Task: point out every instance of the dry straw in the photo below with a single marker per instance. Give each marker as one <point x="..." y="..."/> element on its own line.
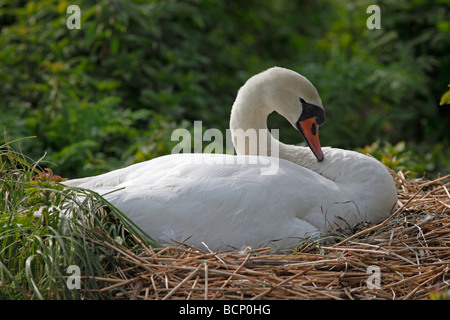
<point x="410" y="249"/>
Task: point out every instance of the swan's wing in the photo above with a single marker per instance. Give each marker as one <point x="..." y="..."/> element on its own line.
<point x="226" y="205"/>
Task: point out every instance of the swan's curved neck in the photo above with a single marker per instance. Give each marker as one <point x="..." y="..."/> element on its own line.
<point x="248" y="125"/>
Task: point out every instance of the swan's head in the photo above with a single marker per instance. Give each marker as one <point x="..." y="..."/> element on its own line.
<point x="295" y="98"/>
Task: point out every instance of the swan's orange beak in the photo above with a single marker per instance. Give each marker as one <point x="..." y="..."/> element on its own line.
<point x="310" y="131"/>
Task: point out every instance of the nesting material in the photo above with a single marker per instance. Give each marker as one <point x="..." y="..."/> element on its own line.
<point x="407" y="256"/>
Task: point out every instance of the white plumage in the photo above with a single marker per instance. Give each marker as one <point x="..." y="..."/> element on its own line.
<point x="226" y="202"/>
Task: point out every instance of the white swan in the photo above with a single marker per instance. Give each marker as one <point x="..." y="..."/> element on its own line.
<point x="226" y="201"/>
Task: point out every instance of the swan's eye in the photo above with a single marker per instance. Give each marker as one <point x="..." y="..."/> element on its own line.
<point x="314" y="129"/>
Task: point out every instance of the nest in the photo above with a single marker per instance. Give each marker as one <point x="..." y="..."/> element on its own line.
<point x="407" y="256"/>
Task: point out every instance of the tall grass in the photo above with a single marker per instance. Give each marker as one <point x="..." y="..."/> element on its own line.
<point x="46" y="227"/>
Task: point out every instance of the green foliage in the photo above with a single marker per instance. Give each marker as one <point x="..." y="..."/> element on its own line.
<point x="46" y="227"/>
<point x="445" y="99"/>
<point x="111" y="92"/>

★ ★ ★ ★ ★ ★ ★

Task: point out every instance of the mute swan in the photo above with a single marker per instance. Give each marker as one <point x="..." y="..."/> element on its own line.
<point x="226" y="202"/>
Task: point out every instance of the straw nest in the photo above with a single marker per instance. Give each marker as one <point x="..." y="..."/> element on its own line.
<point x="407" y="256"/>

★ ★ ★ ★ ★ ★ ★

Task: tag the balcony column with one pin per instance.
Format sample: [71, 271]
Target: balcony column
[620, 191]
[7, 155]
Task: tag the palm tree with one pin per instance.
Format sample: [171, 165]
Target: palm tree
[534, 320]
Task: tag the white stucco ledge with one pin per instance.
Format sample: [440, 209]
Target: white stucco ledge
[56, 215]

★ ★ ★ ★ ★ ★ ★

▶ [INSTRUCTIONS TO FOLLOW]: If a line in the entries above contains the word "sample", copy it.

▶ [EXERCISE RESPONSE]:
Format sample: [71, 271]
Format sample: [171, 165]
Format sample: [440, 209]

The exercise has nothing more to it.